● EXERCISE BRIEF
As soon as the line containing "Target: curved balcony" appears in the material below, start returning lines exactly, and end with the line containing "Expected: one point per instance of the arched".

─── RECORD EXCERPTS

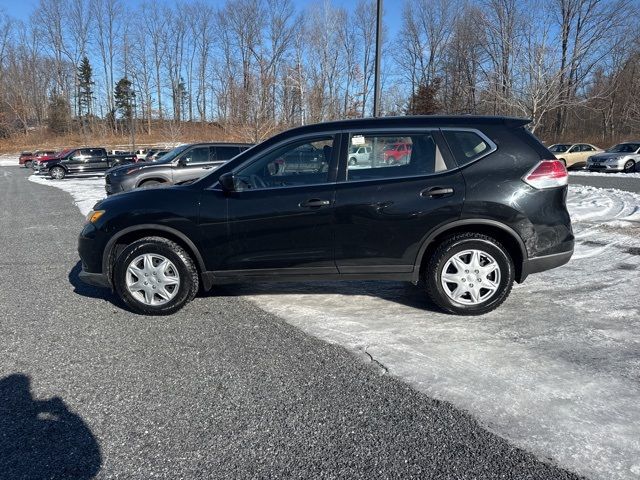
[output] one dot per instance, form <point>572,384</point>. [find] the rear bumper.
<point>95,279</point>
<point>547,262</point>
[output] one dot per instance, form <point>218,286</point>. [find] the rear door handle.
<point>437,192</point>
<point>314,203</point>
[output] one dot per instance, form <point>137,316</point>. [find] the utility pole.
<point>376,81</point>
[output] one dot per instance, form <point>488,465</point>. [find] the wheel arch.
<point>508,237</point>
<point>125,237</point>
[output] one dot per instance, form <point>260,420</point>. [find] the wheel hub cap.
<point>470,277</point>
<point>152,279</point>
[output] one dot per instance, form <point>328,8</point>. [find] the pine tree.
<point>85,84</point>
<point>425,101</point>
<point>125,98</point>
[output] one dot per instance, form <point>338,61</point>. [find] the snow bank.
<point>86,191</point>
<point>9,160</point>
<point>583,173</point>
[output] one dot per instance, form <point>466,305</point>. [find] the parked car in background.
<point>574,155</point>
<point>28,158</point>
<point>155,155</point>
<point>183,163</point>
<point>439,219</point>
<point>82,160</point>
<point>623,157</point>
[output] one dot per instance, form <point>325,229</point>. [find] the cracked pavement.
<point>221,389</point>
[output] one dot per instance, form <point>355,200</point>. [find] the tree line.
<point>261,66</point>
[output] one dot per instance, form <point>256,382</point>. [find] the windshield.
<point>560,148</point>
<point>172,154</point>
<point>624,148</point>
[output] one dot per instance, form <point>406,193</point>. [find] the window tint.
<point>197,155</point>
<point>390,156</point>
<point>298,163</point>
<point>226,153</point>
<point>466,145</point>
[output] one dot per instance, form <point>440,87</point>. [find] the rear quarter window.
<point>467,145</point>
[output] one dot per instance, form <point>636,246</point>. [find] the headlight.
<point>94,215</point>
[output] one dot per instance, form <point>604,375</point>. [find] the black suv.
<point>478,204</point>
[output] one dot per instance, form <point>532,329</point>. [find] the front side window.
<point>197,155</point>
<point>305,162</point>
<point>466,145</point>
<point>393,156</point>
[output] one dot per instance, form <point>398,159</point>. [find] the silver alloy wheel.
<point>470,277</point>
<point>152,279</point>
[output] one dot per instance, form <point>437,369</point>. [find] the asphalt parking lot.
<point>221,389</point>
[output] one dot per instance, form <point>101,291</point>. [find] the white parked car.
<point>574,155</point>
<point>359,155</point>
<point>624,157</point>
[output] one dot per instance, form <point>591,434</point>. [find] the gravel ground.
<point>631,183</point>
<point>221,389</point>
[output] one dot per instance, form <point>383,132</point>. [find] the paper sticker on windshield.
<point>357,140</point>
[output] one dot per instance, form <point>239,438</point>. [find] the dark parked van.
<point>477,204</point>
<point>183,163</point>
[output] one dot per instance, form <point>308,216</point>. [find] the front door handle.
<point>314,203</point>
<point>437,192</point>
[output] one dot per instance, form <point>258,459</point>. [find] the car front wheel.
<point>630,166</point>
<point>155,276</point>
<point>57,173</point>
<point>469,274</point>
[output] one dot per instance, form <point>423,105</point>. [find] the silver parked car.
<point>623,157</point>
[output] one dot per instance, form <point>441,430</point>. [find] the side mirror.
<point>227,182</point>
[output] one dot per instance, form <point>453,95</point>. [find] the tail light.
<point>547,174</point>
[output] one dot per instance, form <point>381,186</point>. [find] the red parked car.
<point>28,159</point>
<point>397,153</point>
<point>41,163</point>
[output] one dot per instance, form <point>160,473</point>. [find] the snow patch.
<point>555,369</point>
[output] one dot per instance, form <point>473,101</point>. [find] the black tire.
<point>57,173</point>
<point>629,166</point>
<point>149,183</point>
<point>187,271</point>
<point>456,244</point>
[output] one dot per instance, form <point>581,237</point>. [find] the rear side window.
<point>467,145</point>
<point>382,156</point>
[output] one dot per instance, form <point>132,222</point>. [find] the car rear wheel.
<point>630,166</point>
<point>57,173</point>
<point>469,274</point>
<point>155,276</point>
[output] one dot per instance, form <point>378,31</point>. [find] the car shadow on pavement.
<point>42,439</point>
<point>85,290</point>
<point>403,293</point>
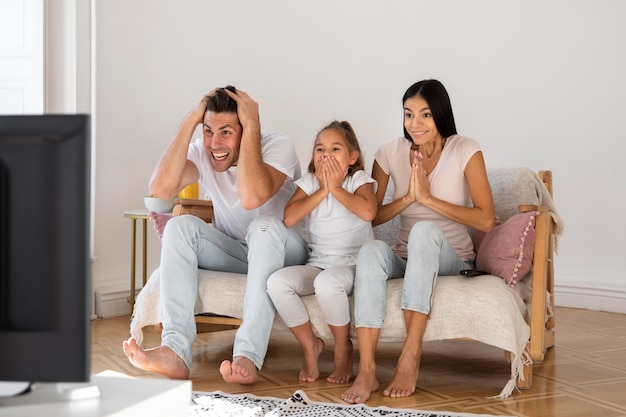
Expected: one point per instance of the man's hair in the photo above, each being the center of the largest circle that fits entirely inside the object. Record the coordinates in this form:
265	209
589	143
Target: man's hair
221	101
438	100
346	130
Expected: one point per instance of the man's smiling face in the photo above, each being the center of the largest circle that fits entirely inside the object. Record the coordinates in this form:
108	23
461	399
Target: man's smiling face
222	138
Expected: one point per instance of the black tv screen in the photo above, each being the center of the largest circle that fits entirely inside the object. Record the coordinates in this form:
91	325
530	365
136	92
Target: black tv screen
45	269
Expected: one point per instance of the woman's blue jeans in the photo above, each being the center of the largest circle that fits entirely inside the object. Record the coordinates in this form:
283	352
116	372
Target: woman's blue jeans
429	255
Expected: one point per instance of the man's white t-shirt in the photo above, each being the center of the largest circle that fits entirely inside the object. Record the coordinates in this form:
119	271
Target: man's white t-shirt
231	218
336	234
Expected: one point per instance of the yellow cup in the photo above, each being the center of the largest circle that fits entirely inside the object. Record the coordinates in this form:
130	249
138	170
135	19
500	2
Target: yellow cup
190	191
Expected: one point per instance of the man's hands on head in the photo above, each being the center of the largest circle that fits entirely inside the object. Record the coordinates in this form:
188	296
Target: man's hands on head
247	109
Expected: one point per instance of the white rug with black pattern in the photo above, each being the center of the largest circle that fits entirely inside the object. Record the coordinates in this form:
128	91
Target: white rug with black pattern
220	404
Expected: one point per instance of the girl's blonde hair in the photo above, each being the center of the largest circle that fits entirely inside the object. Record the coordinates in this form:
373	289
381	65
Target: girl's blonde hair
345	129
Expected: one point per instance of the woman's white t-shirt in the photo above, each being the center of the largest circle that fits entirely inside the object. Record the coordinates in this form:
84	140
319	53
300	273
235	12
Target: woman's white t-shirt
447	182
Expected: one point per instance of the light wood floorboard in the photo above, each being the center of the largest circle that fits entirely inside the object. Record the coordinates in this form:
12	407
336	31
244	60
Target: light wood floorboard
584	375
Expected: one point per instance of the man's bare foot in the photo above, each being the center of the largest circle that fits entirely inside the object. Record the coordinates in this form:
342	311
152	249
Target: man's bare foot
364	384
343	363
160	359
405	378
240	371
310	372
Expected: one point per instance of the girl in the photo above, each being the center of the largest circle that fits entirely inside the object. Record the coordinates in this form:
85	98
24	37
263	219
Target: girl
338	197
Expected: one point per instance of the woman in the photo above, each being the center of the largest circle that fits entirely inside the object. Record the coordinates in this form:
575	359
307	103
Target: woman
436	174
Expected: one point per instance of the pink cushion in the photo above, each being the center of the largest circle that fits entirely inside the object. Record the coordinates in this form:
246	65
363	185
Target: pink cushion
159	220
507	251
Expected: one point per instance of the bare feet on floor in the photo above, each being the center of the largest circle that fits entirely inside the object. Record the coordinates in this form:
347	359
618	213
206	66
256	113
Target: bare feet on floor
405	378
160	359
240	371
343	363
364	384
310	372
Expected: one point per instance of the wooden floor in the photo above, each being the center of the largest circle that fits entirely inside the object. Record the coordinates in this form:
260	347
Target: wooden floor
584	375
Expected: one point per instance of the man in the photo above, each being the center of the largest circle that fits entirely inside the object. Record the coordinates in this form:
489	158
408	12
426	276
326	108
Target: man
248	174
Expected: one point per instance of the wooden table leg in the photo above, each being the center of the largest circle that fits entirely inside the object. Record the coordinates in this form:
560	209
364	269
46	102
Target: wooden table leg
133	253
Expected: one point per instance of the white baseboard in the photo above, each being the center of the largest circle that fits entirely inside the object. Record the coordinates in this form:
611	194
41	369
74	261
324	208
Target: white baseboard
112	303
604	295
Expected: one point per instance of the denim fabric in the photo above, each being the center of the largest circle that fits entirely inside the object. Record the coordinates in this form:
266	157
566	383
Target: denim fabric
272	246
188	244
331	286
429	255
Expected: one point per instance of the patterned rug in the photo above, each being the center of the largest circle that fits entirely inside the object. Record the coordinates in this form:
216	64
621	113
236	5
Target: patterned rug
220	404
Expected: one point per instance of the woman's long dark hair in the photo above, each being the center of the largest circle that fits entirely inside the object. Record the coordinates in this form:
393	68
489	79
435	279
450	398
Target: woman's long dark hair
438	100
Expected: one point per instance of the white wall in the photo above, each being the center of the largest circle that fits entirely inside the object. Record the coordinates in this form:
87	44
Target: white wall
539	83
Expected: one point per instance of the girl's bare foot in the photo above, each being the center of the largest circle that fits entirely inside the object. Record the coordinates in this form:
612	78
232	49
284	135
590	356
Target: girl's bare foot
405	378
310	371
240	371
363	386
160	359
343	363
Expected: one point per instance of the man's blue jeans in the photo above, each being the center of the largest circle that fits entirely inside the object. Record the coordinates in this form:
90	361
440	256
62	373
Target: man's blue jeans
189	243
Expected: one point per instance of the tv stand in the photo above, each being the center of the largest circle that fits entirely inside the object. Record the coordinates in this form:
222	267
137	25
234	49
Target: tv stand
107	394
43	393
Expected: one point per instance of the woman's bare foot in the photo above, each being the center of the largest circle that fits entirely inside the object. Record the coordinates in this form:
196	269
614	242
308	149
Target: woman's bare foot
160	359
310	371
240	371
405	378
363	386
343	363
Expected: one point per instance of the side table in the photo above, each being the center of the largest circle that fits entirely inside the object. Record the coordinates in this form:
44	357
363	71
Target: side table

──────
─── RECORD EXCERPTS

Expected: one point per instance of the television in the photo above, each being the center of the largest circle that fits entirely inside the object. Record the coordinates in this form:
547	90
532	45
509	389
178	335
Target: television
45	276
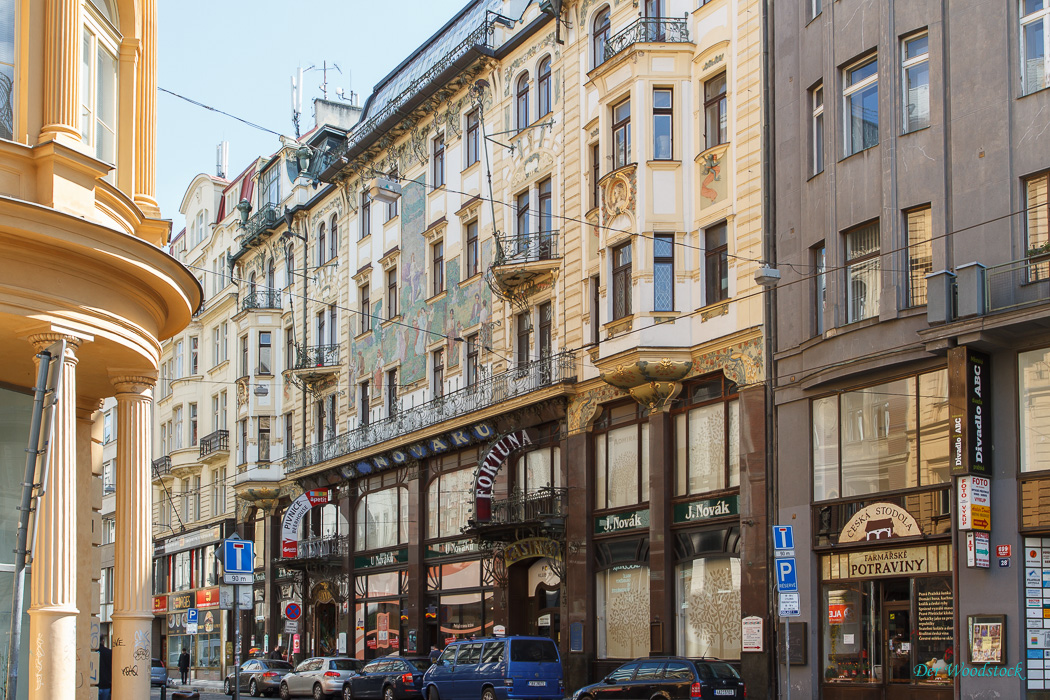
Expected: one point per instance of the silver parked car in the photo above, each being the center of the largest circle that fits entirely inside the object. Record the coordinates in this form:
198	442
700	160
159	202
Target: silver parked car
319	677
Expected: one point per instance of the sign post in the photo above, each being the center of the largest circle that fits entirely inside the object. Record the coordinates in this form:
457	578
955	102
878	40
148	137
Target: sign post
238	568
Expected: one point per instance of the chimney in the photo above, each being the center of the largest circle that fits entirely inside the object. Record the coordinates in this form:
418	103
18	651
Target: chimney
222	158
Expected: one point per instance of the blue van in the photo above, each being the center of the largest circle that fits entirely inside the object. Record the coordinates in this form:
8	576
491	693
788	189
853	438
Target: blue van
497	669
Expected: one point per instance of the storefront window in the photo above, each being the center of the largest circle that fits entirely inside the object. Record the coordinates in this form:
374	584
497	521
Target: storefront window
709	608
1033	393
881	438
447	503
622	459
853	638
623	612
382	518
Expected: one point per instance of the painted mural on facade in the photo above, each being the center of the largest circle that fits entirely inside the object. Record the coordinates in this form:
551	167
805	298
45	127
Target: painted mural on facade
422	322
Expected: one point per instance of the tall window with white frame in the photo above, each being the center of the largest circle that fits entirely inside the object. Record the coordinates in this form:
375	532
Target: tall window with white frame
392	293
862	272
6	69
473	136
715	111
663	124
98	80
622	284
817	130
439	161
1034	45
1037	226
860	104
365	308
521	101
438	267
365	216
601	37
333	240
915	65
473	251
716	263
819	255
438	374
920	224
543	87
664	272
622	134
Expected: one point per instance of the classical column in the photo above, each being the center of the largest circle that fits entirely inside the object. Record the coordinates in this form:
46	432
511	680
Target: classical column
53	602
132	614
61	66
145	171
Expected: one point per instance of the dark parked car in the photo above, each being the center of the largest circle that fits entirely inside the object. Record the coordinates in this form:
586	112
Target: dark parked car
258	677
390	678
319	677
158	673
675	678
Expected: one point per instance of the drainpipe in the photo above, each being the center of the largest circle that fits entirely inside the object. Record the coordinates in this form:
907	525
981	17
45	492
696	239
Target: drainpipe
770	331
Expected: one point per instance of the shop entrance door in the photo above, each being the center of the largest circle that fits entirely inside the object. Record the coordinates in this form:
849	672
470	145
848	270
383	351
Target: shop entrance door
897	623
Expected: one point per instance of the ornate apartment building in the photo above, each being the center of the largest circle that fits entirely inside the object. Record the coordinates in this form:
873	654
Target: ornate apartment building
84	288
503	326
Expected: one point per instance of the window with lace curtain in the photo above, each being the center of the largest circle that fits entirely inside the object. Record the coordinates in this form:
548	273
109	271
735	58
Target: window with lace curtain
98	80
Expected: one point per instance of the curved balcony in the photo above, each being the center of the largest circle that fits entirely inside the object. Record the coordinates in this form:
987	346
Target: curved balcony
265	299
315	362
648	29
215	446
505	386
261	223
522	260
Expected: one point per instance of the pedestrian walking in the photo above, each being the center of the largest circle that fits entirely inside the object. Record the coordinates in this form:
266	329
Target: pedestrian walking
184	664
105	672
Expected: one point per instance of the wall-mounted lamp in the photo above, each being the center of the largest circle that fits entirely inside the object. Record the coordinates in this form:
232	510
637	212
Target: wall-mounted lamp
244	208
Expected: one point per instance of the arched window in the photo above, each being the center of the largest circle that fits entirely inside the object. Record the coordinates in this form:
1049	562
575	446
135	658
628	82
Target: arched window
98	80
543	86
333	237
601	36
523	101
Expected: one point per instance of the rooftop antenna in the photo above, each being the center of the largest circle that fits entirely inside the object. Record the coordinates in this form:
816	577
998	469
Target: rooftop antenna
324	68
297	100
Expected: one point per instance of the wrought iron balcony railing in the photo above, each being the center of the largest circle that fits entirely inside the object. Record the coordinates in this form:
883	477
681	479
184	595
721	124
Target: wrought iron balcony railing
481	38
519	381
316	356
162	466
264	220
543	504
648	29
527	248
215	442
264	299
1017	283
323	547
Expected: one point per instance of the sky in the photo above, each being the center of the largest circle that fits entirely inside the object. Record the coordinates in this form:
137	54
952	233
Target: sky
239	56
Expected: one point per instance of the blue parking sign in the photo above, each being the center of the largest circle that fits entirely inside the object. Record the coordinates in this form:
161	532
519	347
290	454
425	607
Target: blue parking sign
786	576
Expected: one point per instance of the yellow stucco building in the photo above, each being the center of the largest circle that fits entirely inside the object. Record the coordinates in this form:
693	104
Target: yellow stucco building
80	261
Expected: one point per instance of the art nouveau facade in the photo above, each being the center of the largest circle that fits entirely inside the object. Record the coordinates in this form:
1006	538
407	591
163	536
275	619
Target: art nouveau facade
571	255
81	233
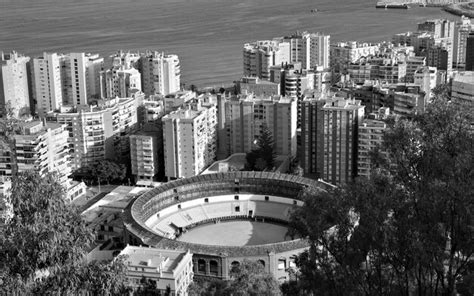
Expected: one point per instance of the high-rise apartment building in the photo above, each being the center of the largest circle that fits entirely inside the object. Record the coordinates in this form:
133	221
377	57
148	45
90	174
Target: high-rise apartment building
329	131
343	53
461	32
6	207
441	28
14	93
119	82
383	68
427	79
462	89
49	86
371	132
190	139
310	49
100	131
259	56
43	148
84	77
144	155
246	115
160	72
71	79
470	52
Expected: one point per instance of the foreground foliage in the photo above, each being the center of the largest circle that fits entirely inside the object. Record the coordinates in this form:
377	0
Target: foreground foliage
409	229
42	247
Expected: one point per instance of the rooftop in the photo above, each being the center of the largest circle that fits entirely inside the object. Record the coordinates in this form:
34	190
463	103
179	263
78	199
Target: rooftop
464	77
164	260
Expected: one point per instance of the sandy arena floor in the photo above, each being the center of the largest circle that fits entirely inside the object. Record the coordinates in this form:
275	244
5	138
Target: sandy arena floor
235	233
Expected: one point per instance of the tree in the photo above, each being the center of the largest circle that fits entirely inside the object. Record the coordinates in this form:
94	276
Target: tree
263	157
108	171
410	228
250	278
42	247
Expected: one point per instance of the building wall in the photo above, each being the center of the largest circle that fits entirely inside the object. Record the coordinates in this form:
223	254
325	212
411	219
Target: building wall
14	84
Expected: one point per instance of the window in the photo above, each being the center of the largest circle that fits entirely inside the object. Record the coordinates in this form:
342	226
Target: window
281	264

──────
─── RECORD EXCERPTS

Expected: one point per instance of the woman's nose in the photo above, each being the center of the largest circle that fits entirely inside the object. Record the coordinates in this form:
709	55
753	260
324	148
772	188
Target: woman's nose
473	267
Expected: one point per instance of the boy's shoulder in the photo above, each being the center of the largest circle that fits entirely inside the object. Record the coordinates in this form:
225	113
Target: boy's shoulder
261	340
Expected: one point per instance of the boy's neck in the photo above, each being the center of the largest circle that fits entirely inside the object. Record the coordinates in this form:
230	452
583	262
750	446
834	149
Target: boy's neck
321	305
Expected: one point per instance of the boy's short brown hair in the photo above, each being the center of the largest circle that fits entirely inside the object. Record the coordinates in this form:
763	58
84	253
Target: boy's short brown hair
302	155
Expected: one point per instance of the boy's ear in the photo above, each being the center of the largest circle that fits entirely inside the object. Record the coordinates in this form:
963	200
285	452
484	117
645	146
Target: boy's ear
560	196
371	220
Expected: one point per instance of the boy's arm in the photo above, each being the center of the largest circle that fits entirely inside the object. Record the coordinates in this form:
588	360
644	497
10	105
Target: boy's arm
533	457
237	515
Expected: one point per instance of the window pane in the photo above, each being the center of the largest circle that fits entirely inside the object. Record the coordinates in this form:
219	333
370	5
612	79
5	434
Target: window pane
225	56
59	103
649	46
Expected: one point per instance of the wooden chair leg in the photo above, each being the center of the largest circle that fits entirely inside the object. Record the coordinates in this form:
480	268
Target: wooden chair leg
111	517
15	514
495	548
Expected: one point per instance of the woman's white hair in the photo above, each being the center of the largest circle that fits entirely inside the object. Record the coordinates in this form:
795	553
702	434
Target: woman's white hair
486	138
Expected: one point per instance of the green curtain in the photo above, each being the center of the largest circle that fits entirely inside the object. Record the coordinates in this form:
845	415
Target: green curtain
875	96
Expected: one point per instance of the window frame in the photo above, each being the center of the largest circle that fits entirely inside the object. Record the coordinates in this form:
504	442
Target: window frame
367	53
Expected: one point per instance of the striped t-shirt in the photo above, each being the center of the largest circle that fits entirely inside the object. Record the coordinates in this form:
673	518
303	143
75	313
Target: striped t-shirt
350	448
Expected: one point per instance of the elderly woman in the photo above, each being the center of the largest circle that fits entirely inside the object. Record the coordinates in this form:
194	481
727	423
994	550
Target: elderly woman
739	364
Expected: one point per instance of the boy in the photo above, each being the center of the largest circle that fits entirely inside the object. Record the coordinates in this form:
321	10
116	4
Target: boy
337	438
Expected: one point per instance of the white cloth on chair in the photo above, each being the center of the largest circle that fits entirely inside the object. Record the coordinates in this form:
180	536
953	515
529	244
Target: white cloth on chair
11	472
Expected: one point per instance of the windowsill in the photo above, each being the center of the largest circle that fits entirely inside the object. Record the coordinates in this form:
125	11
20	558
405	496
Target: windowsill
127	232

──────

● COMPLETED TASK
Target: curved balcony
265	299
315	362
648	29
215	446
505	386
261	223
522	260
Expected: one point per instance of the pedestrian walking in the photo above, each being the center of the largest circle that fits entirely inside the object. Record the coordinates in this form:
266	329
Target: pedestrian walking
184	664
105	672
Expected: one point per instance of the wall-mounted lamp in the photo above, each being the center of the largest circle that fits entirely inside the object. Record the coordinates in this form:
232	510
637	212
Target: wall-mounted lamp
244	208
Expected: one point per instance of the arched window in the photo above, each being the center of the largest circle that fits entirely inside the object. Record the coordinates in this form:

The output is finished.